» **What you have to do**:
Write each line out exactly, leaving none out.

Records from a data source
______

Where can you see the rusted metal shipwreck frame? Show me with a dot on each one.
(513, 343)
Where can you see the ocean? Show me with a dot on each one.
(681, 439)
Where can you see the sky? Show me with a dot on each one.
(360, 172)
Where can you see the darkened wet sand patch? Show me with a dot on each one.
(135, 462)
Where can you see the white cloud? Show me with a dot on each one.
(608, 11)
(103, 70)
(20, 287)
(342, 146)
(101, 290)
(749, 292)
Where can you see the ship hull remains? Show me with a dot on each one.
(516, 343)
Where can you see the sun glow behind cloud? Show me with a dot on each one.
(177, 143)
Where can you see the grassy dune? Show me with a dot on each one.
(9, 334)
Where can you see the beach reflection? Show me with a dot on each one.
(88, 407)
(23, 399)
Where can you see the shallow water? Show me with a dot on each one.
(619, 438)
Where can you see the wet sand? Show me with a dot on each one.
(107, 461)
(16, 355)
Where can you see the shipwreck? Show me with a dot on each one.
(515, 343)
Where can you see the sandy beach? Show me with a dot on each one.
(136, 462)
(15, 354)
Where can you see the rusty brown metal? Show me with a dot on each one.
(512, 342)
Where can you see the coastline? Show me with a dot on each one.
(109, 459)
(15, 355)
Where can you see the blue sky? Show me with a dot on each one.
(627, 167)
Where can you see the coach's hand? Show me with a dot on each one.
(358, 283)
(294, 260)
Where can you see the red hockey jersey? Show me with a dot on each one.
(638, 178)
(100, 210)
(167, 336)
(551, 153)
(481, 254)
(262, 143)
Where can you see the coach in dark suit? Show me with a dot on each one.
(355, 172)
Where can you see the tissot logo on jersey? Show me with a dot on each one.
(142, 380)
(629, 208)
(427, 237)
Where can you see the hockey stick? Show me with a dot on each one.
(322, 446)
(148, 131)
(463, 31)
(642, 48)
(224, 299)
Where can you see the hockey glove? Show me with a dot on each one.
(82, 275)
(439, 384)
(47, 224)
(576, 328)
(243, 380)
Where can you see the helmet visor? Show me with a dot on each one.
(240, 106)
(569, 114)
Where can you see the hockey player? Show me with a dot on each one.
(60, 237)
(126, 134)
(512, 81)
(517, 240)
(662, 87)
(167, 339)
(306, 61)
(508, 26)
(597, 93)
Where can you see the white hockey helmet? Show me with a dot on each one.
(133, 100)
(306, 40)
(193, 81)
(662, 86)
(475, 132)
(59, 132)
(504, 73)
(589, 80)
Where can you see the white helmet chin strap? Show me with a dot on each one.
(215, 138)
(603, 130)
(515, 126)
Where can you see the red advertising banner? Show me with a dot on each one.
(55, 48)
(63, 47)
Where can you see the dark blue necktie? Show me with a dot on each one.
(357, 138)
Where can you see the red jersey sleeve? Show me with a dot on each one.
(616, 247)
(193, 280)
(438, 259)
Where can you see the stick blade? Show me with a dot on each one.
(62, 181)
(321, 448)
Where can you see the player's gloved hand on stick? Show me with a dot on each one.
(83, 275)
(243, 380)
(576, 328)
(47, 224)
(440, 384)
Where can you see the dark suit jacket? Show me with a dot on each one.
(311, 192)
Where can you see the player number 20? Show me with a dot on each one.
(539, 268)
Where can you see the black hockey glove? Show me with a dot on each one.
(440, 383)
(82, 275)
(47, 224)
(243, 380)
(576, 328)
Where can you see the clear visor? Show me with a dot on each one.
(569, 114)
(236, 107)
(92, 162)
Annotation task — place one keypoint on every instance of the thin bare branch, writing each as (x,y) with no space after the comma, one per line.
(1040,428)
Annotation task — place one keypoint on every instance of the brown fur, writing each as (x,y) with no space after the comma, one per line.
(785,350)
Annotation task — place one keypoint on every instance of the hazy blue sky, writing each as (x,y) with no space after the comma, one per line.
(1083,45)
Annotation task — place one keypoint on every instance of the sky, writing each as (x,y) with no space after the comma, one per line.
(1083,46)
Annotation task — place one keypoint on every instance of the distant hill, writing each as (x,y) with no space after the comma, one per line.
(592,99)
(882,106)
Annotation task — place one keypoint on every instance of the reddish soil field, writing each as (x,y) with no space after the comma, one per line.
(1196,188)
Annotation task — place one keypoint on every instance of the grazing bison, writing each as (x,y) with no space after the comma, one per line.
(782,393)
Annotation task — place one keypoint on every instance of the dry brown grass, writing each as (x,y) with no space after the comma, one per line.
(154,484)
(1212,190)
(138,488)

______

» **Result**:
Where can you see the rusted metal shipwreck frame? Show me with a dot on each one.
(513, 343)
Where can you see the ocean? Show me with a dot on each one.
(681, 439)
Where can you see the sky? Show me with a dot on each one.
(360, 172)
Where can you see the darkened wet sand patch? Show me with a dot on each one.
(135, 462)
Where can you see the white cloud? Show me with a dot on each one.
(608, 11)
(103, 70)
(20, 287)
(342, 146)
(101, 290)
(749, 292)
Where can you see the ship hull remains? Show me with a dot on each one.
(516, 343)
Where can you see the sun glow behind cloud? Show me with a dot on each one.
(177, 143)
Where can you see the grassy dune? Show me with a dot on each one.
(9, 334)
Where can you see the beach reflection? Show me with a dot on each one.
(88, 407)
(23, 399)
Where can you see the shallow water? Show me with a dot on each one.
(619, 438)
Where can you see the wet sand? Show me with a dot on each one.
(107, 461)
(16, 355)
Where can you see the shipwreck? Show me with a dot on each one.
(515, 343)
Where can you see the sandy beach? Show me with a dot on each one.
(136, 462)
(15, 354)
Where can you see the rusty brown metal? Show me with a dot on each one.
(512, 342)
Where can you see the coastline? Show me with a dot on each one.
(109, 459)
(15, 355)
Where can you see the blue sky? Show me with a dot on each one.
(627, 167)
Where can you see the coach's hand? Show me with a dot on each one.
(358, 283)
(294, 260)
Where can you see the red hockey jersey? Show me with a dot on each one.
(638, 178)
(100, 210)
(167, 336)
(551, 153)
(481, 254)
(262, 143)
Where can you see the coach in dark suit? Show me with a dot on each one.
(355, 172)
Where can you see the tissot logo on jersey? Show me with a dot on each one.
(142, 380)
(629, 208)
(427, 237)
Where can you see the hockey stick? Show me with a dot on each one.
(322, 446)
(148, 131)
(463, 31)
(642, 48)
(224, 299)
Where can you see the hockey glove? Show me with a dot on each one.
(82, 275)
(439, 384)
(47, 224)
(576, 328)
(243, 380)
Where can you see the helmet visor? Show me with a dot on each one.
(240, 106)
(569, 114)
Where can you see the hockey player? Show me with a dot on each one.
(60, 237)
(126, 134)
(512, 81)
(517, 240)
(662, 87)
(167, 339)
(306, 61)
(508, 26)
(597, 93)
Where can you see the white hockey helmet? Show me with a dot on each one.
(133, 100)
(306, 40)
(193, 81)
(662, 86)
(475, 132)
(59, 132)
(504, 73)
(589, 80)
Where can you see the white helmet chin strap? Show me with a dot on each one.
(215, 138)
(603, 130)
(515, 126)
Where can you see the red advertising banner? Show me with a dot on each one.
(55, 48)
(63, 47)
Where can you see the dark blue necktie? Show me with a dot on each one.
(357, 138)
Where can you see the red jersey sleeve? Show me with a dot on each one.
(616, 247)
(193, 280)
(438, 259)
Where can you see the stick blade? Show me with a dot on each one.
(62, 181)
(321, 448)
Where can you see the player's gloved hand on stick? Show me with a dot on each one.
(83, 275)
(243, 380)
(576, 328)
(47, 224)
(440, 384)
Where can you see the dark suit jacket? Show me with a dot on each one.
(311, 192)
Where can you see the player number 20? Show me with a dot on each one.
(539, 268)
Where can you see the black hockey glove? Show me with a dot on each one.
(440, 383)
(82, 275)
(47, 224)
(243, 380)
(576, 328)
Where can you see the clear visor? Show me with a dot on each one.
(569, 114)
(236, 107)
(92, 162)
Annotation task — place one keypoint on every instance of the thin bare branch, writing each as (x,y) with no space after the comma, one per line.
(1040,428)
Annotation task — place one keypoint on every instance of the brown fur, writing each as (x,y) with no space after the comma, one per line.
(785,350)
Annotation task — place one keypoint on every instance of the hazy blue sky, writing each as (x,y) with no space after the comma, one per line.
(1083,45)
Annotation task — place one keypoint on every instance of the sky, writing each as (x,y) with no space after the comma, one per line.
(1083,46)
Annotation task — place one keypoint on every instance of the distant hill, writing each as (x,y) with no space after the comma, one per line.
(592,99)
(882,106)
Annotation task — place one keypoint on every instance of the reddish soil field, writing each as (x,y) with no space after the comma, one per line.
(1196,188)
Annotation task — place one keypoint on every instance of the grazing bison, writing each as (x,y) with no space after the comma, one per line.
(782,393)
Annotation task — place one keypoint on every instance of the dry brown grass, writing each as (x,y) with no space after the comma, one per line.
(154,484)
(1212,190)
(138,488)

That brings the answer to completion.